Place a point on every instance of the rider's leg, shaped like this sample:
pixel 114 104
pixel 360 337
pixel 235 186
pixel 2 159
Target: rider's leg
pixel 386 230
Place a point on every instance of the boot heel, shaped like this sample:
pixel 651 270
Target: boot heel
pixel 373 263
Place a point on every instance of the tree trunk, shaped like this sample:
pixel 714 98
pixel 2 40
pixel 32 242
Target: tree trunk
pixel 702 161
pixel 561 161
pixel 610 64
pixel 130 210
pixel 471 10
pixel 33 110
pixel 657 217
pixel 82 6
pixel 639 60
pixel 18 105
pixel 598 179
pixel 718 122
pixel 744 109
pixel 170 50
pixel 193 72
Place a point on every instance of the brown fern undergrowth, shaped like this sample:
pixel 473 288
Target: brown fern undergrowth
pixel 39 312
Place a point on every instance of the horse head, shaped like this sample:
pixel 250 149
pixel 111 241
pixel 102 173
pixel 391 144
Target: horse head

---*---

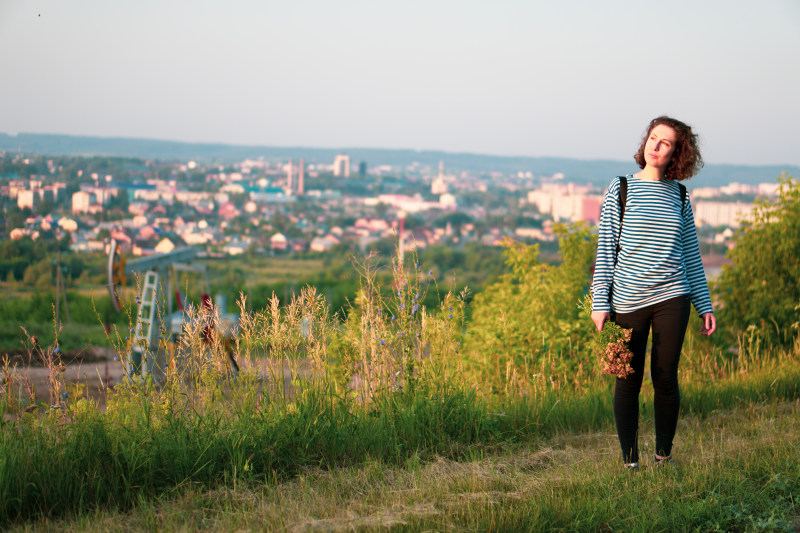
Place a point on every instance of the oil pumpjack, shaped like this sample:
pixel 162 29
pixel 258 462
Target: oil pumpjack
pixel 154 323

---*---

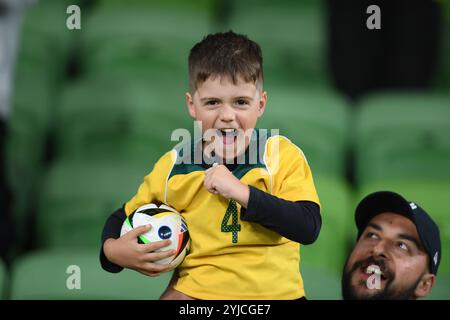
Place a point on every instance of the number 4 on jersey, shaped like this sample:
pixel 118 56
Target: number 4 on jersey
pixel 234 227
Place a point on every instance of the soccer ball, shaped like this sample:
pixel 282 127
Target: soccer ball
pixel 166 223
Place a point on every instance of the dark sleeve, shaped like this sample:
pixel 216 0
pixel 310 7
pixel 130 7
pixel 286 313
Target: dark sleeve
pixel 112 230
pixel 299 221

---*---

What is required: Reproduce verbatim only the segment of the listing bounded by the line containing "pixel 235 186" and the line containing "Place a point on every instance of the horse", with both boundary lines included.

Task answer:
pixel 235 186
pixel 2 159
Target: rider's leg
pixel 386 230
Place a point on every instance of the boot heel, shaped like this sample:
pixel 651 270
Target: boot heel
pixel 373 263
Place a point on every instance of the tree trunk, shaped like this sample:
pixel 714 98
pixel 2 40
pixel 32 242
Target: tree trunk
pixel 702 161
pixel 561 161
pixel 610 64
pixel 130 210
pixel 471 10
pixel 33 110
pixel 657 217
pixel 82 6
pixel 639 60
pixel 18 105
pixel 598 179
pixel 718 122
pixel 744 109
pixel 170 50
pixel 193 72
Place a point on every instance of the brown fern undergrowth, shaped like this sample:
pixel 473 288
Target: brown fern undergrowth
pixel 39 312
Place a point on every instance of the horse head, shaped like this sample:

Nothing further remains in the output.